[TASK DESCRIPTION]: Please rewrite the material below, swapping every "reply format" for "output format" and leaving everything else unchanged.

Entries from a dataset

____________

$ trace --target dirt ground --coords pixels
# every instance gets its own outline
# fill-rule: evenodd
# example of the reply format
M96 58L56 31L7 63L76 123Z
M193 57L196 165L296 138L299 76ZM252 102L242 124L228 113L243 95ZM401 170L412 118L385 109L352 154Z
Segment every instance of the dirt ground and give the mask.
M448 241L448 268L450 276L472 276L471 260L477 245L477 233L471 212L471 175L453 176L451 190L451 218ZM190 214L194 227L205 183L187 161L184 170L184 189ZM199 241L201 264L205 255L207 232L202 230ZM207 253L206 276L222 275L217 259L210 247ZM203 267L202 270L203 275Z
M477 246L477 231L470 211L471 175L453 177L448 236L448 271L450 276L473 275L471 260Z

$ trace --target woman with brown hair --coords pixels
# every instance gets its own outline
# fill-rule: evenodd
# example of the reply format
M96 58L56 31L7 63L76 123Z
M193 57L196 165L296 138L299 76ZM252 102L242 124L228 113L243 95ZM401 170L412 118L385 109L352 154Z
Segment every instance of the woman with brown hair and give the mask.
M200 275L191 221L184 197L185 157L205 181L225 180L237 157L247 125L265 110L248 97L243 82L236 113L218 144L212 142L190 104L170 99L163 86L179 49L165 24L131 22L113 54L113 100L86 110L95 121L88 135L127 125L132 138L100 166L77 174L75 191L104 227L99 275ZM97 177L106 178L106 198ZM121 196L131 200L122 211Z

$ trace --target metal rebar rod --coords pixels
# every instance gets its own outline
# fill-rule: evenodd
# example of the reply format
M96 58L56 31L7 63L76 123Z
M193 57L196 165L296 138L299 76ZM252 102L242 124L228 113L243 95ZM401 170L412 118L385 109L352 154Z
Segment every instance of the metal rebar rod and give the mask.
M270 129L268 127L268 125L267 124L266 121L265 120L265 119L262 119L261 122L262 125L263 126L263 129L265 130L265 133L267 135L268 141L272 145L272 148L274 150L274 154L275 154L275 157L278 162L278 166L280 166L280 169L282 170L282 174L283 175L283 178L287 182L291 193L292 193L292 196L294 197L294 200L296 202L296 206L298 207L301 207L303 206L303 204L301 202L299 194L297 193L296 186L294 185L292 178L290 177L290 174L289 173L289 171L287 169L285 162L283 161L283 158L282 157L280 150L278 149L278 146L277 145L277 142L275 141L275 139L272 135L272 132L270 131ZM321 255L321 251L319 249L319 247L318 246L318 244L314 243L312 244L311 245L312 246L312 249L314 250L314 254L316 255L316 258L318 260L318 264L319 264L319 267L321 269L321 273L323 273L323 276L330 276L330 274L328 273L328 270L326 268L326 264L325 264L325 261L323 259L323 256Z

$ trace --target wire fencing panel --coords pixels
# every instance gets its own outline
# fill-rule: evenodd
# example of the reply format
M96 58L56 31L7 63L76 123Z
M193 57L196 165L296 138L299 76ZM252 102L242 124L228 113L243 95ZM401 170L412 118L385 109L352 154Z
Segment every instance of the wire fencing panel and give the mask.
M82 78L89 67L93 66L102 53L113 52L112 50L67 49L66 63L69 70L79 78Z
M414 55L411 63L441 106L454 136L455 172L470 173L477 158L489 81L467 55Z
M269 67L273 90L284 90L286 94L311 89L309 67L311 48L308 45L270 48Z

____________

[RESULT OF THIS EXERCISE]:
$ trace --target dirt ground --coords pixels
# every instance gets its own outline
# fill-rule: evenodd
# example of the output format
M96 58L56 31L7 63L76 123Z
M193 57L196 165L296 138L299 76ZM252 102L242 124L228 113L243 95ZM401 170L412 118L385 109L352 154Z
Segment every instance of the dirt ground and give the mask.
M448 241L448 268L450 276L472 276L471 260L477 245L477 233L471 212L471 175L453 176L451 190L451 218ZM190 214L194 227L205 183L187 161L184 170L184 189ZM199 241L201 264L205 255L207 232L202 230ZM207 253L206 276L222 275L217 259L210 247ZM203 267L202 270L203 275Z
M477 246L477 231L470 211L471 175L453 177L448 236L448 271L450 276L473 275L471 260Z

$ trace --target woman with brown hair --coords pixels
# every instance gets its own outline
# fill-rule: evenodd
# example of the output format
M96 58L56 31L7 63L76 123Z
M193 57L196 165L296 138L299 76ZM252 102L242 124L228 113L243 95ZM401 170L412 118L385 109L352 154Z
Segment every instance of the woman with brown hair and give the mask.
M200 275L191 221L184 197L185 157L205 181L225 180L237 157L247 125L265 110L248 97L243 82L236 113L218 144L212 142L190 104L170 99L163 86L179 49L165 24L131 22L113 54L113 100L86 110L95 121L88 135L127 125L132 138L100 166L77 174L75 191L104 227L99 275ZM97 177L106 178L106 198ZM121 196L131 200L122 211Z

$ trace --target metal rebar rod --coords pixels
# every instance gets its own outline
# fill-rule: evenodd
# example of the output format
M96 58L56 31L7 63L76 123Z
M193 57L196 165L296 138L299 76ZM252 102L242 124L228 113L243 95ZM401 170L412 118L385 109L352 154Z
Segment every instance of the metal rebar rod and give the mask.
M270 129L268 127L268 125L267 124L266 121L265 120L265 119L262 119L261 122L262 125L263 126L263 129L265 130L265 133L267 135L268 141L272 145L272 148L274 150L274 154L275 154L275 157L278 162L278 166L280 166L280 169L282 170L282 174L283 175L283 178L287 182L291 193L292 193L292 196L294 197L294 200L296 202L296 206L298 207L301 207L303 206L303 204L301 202L299 194L297 193L296 186L294 185L292 178L290 177L290 174L289 173L289 171L287 169L285 162L283 161L283 158L282 157L280 150L278 149L278 146L277 145L277 142L275 141L275 139L272 135L272 132L270 131ZM321 255L321 251L319 249L319 247L318 246L318 244L314 243L312 244L311 245L312 246L312 249L314 250L314 254L316 255L316 258L318 260L318 264L319 264L319 267L321 269L321 273L323 273L323 276L330 276L330 274L328 273L328 270L326 268L326 264L325 264L325 261L323 259L323 256Z

$ trace --target wire fencing panel --coords pixels
# every instance gets its own outline
# fill-rule: evenodd
# example of the output format
M96 58L56 31L7 63L76 123Z
M193 57L196 165L296 138L299 76ZM252 102L242 124L228 113L243 95ZM401 170L412 118L385 109L352 154Z
Segment every instance of the wire fencing panel and give the mask.
M82 78L89 67L93 66L102 53L113 52L112 50L67 49L66 63L69 70L79 78Z
M414 55L411 63L441 106L454 136L455 172L470 173L477 158L489 81L467 55Z
M269 67L273 90L284 90L286 94L311 89L309 67L311 48L308 45L270 48Z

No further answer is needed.